**What the exercise asks**. Copy out each line of the data below in which "brown" appears.

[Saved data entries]

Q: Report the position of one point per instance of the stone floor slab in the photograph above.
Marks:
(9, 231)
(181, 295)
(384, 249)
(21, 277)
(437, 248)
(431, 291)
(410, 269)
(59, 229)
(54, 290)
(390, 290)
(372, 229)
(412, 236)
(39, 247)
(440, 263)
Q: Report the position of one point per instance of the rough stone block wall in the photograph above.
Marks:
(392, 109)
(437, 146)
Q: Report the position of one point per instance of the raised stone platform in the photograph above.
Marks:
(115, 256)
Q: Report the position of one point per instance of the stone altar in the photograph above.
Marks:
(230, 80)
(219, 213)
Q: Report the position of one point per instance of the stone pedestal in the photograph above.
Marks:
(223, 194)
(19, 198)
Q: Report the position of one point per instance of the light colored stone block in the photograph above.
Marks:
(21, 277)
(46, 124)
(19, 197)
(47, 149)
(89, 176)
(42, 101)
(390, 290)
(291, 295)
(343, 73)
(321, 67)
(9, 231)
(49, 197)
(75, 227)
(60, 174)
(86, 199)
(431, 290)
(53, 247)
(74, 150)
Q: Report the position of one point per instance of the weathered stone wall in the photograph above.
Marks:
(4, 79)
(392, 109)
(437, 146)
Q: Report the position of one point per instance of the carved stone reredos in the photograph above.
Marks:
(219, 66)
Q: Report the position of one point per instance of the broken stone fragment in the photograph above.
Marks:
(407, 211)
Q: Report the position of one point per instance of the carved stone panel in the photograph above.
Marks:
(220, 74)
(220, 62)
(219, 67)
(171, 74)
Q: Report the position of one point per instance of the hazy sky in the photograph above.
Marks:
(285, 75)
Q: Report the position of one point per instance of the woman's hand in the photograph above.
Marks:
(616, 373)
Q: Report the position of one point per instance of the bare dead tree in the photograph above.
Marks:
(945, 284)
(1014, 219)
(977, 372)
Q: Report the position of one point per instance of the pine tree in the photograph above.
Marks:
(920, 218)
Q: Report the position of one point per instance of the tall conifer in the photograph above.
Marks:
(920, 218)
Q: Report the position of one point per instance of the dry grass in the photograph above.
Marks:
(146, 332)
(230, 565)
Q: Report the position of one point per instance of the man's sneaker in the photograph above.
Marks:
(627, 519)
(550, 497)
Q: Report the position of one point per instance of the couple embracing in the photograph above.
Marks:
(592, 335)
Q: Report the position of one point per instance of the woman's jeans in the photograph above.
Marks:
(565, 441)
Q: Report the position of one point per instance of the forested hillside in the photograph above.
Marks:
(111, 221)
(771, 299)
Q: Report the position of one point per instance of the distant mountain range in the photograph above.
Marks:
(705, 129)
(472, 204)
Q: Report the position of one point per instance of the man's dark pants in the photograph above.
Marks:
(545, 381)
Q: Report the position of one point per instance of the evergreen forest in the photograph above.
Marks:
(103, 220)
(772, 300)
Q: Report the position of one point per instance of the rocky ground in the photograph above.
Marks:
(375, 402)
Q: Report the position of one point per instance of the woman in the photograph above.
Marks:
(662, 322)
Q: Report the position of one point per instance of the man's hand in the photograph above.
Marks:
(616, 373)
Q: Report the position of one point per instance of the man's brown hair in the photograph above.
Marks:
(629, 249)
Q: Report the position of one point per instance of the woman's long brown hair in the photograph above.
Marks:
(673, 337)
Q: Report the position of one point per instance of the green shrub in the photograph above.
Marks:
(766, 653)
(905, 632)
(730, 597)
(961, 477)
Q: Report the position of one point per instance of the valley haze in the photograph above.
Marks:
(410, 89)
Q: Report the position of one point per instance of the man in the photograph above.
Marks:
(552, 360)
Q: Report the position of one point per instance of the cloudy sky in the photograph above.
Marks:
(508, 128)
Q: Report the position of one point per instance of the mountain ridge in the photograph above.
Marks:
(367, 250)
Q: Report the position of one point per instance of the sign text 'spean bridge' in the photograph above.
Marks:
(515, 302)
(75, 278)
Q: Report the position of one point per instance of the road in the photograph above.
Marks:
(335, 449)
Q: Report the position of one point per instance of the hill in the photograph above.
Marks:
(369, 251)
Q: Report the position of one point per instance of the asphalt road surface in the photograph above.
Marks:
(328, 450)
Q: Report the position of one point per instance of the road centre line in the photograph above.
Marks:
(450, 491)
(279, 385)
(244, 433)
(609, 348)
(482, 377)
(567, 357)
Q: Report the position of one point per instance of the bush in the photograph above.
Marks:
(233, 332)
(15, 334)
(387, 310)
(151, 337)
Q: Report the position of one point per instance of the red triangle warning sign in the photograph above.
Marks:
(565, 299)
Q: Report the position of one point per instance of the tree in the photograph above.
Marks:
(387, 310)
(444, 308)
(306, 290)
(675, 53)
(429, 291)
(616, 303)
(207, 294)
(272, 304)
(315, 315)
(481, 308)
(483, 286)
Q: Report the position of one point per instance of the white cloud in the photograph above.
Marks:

**Written reply**.
Q: Report the position of one point per instance of the man's brown hair in the photograph above.
Q: Report the position of one point per instance of the woman's long brown hair in the photograph above.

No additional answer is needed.